[Extracted data entries]
=====

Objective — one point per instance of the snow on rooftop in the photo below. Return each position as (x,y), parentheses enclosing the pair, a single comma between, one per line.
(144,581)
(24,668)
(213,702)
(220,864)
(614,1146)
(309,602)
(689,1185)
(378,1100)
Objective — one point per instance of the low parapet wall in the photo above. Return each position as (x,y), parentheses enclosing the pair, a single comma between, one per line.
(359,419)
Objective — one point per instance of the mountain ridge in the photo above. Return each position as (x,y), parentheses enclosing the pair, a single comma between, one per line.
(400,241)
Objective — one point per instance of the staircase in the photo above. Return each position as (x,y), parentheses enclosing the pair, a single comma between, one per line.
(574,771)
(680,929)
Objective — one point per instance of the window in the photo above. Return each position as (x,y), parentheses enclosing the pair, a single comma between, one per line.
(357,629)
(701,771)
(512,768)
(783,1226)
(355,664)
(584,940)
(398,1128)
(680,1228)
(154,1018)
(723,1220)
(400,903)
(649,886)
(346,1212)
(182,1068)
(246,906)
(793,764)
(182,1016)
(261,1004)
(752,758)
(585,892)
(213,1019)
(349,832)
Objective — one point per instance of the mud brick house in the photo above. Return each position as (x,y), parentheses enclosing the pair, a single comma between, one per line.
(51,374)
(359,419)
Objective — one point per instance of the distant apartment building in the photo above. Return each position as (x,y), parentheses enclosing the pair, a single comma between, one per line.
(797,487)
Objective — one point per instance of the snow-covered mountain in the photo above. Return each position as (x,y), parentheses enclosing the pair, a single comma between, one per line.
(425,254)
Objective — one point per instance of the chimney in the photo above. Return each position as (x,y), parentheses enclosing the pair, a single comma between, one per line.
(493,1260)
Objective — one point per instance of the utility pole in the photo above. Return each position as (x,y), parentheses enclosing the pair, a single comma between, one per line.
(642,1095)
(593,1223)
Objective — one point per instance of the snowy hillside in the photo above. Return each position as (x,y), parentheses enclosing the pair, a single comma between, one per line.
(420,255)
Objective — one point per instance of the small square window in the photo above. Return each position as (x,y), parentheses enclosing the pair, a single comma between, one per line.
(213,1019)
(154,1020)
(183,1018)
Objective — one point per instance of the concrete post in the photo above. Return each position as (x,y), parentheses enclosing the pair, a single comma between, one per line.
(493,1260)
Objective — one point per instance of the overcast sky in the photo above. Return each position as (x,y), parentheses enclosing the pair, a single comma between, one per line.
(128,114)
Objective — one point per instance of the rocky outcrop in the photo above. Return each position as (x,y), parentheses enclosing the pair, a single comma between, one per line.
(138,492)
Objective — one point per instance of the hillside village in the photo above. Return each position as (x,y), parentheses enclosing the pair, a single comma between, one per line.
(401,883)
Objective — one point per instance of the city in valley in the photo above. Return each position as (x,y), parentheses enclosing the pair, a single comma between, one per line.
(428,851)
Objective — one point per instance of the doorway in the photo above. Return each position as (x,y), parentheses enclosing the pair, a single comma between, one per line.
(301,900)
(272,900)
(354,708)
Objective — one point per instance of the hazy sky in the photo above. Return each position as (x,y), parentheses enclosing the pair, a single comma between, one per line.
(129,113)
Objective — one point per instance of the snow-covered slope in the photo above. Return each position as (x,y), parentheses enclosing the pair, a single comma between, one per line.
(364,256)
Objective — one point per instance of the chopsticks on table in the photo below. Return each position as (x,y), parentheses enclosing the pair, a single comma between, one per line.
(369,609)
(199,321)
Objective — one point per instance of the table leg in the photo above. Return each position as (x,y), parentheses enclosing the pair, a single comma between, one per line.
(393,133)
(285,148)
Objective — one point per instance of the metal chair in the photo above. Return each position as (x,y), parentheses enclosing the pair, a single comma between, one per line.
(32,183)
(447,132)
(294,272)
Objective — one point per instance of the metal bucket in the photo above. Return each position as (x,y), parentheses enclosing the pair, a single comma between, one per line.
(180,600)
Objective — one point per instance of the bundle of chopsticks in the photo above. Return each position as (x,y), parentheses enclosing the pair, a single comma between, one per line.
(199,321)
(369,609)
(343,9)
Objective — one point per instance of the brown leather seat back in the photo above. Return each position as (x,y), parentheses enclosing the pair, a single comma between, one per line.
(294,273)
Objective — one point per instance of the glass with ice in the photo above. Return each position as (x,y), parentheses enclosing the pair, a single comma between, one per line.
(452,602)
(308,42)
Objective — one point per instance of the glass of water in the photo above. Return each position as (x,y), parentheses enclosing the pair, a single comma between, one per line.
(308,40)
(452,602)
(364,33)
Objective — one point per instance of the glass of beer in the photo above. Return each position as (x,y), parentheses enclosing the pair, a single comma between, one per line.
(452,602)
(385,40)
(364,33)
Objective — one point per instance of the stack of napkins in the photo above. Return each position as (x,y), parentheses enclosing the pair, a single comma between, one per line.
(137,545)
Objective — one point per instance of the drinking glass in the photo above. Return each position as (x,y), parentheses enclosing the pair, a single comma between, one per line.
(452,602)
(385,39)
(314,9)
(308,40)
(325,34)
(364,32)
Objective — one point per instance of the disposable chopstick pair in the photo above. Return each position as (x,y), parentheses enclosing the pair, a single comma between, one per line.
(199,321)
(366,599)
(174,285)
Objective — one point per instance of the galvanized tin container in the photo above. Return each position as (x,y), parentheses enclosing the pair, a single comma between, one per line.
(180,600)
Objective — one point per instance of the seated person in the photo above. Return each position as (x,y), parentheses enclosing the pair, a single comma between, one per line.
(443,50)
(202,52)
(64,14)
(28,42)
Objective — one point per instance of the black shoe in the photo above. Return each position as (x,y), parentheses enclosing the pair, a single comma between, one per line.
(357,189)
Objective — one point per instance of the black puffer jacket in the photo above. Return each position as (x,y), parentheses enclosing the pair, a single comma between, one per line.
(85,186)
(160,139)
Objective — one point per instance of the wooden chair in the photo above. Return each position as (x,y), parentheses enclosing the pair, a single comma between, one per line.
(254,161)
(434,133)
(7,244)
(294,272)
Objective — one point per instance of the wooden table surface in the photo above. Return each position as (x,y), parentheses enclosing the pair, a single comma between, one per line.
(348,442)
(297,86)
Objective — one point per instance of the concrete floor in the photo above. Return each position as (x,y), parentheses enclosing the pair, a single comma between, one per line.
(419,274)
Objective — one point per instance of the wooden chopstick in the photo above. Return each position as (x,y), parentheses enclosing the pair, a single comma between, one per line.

=====

What the task requires - Reproduce the records word for word.

Completed exercise -
Objective — one point per instance of the snow on rooftop in the photo below. Return each position as (x,y), parentheses enclosing the pair, a single comma between, one per line.
(144,581)
(24,668)
(213,702)
(220,864)
(614,1146)
(309,602)
(689,1185)
(378,1100)
Objective — one point per instance of the low parapet wall in the photo above. Return each position as (x,y), parentheses enclosing the pair, a single comma between, one per line.
(359,419)
Objective — one point per instance of the mountain ridge in the photo above. Return each position as (x,y), parentheses enclosing the pair, a single comma between, one per line.
(400,241)
Objective — one point per instance of the staircase in the photo above. Return each position as (x,y), parentheses enclosing the pair, a single comma between, one per line.
(574,771)
(680,929)
Objective — one point per instance of the window in the photo above. Return each position as (x,y), parentheses enclosing the pair, a single comma between, one per line.
(357,629)
(701,771)
(512,768)
(783,1226)
(355,664)
(584,940)
(398,1128)
(680,1228)
(154,1018)
(723,1220)
(400,903)
(649,886)
(346,1212)
(182,1068)
(246,906)
(793,764)
(182,1016)
(261,1004)
(752,758)
(585,892)
(213,1019)
(349,832)
Objective — one point per instance of the mud brick house in the photo above. Return each position as (x,y), parentheses enclosing the pair, a single comma between, one per line.
(51,374)
(359,419)
Objective — one point per instance of the distant apartment building in the photo above. Return each position as (x,y), parentheses enclosing the pair, a single comma between, one per line.
(797,487)
Objective — one point per instance of the snow-covered mountain in the photo above. Return each position as (x,y), parentheses enclosing the pair, a single comma between, one per line.
(425,254)
Objective — one point per instance of the chimney in the photo above. Return each position as (x,y), parentheses enclosing the pair, a single comma between, one per line.
(493,1260)
Objective — one point per instance of the utility pole in the photo above. Return each position as (x,y), parentheses enclosing the pair, a single comma between, one per line.
(642,1095)
(593,1223)
Objective — one point per instance of the snowy hillside in the photo above. Return each position as (x,y), parentheses enclosing the pair, a single comma between, one per line.
(420,255)
Objective — one point per instance of the small square window in the photo above. Return each position as (x,y), parentheses enclosing the pair, a single comma between, one per line.
(213,1019)
(154,1020)
(183,1018)
Objective — one point per instance of the concrete post in the photo above. Return each position as (x,y), parentheses enclosing the pair, a single comma between, one per line.
(493,1260)
Objective — one point per instance of the overcast sky in the photo above. Return each position as (x,y), parentheses enclosing the pair, a single comma between, one per line.
(128,114)
Objective — one point per instance of the rocky outcrop in the photo above. Return each position as (x,y), parentheses enclosing the pair, a single comma between, one per line.
(138,492)
Objective — one point per instance of the hillside village in the photo above. Return each position as (x,y), parentheses enclosing the pair, a single comma between, one per line.
(401,883)
Objective — one point per instance of the city in valley in the photo above. Return each position as (x,y), parentheses enclosing the pair, a single comma between, one per line.
(428,851)
Objective — one point per instance of the doorway in the photo above. Return each position as (x,y), parentheses enclosing the pair, a single comma between, one per line.
(301,900)
(272,900)
(354,708)
Objective — one point per instance of the hazy sky in the photo above. Return each position as (x,y), parentheses enclosing the pair, a single comma between, one per line.
(129,113)
Objective — one point per instance of the snow-covered slope in the photo above. Return each position as (x,y), parentheses enclosing the pair, a single comma between, one per line.
(364,256)
Objective — one point per instance of the chopsticks on table in the photo below. Return each position as (x,y), parentheses enclosing the pair, a single comma between, one per line.
(369,609)
(199,321)
Objective — one point per instance of the table leg in the photo above. Return each position as (x,y), parentheses enclosing the pair, a single comma between, one per line.
(393,133)
(285,148)
Objective — one point per instance of the metal chair in the photo above. Return each position as (x,y), parentheses enclosing the pair, a single comma between, one per line.
(32,183)
(447,132)
(294,272)
Objective — one point per instance of the metal bucket in the photo above. Return each position as (x,y), parentheses enclosing the pair, a single comma between, one per line.
(180,600)
Objective — one point per instance of the bundle of chopsticks in the photo above. Return each position as (x,y), parentheses enclosing the pair, a single comma between, one per line.
(199,321)
(369,609)
(343,9)
Objective — one point per instance of the brown leather seat back in the photo above. Return each position as (x,y), parentheses enclosing the pair, a single comma between, one per line.
(294,273)
Objective — one point per instance of the glass with ice in the photo above. Return each position as (x,y), parentheses enclosing the pair, a single comma between, one per line.
(452,602)
(308,42)
Objective — one point per instance of the glass of water in the photo above. Return each position as (x,y), parentheses enclosing the pair, a single comma between, one per line.
(308,40)
(452,602)
(364,33)
Objective — one point per instance of the glass of beer in the photo above. Return each position as (x,y), parentheses enclosing the pair, a single comma between, one per line.
(452,602)
(385,40)
(364,33)
Objective — one point per instance of the stack of napkins in the photo above. Return each position as (x,y), parentheses enclosing the pair, a single comma between, one per line.
(137,545)
Objective — one point per instance of the drinking glass in the photo above. Return each position as (x,y), parentheses enclosing the pair, a single comma between, one per line.
(452,602)
(385,39)
(314,9)
(308,40)
(325,34)
(364,32)
Objective — one point per instance of the disposable chopstick pair in the photo above. Return each position as (x,y), parentheses enclosing the pair, a single comma between, one per line.
(199,321)
(366,599)
(174,285)
Objective — one point per instance of the galvanized tin container in the photo above. Return each position as (x,y), parentheses enclosing the pair, a single comma between, one per line.
(180,600)
Objective — one point per instance of the seated person in the photo above. Return each position as (x,y), parentheses enclosing the pair, a single comma between, one per line.
(443,50)
(202,52)
(64,14)
(28,42)
Objective — one point per instance of the black shoe in the photo above. Return each position as (x,y), parentheses enclosing the pair, a single comma between, one per line.
(357,189)
Objective — one point per instance of the black puffer jacket in the photo above. Return each position as (x,y), parentheses enclosing the pair, a single comma between, one per line.
(85,186)
(160,139)
Objective — one point per instance of the wooden chair in the photo above. Return each position as (x,y), parentheses enclosing the pair, a single comma between, one per line.
(254,161)
(434,133)
(7,244)
(294,272)
Objective — one point per instance of the wooden table surface in the photo above. Return each position as (x,y), parentheses enclosing the pair, a single comma between, one per line.
(348,442)
(297,86)
Objective — one point per instance of the concrete floor in the photo above. Return each position as (x,y), parentheses enclosing the pair, a single comma between, one per line.
(419,274)
Objective — one point per instance of the wooden chopstick in the photo above. Return each position as (x,y), parentheses enclosing the pair, a single comma between, one per line.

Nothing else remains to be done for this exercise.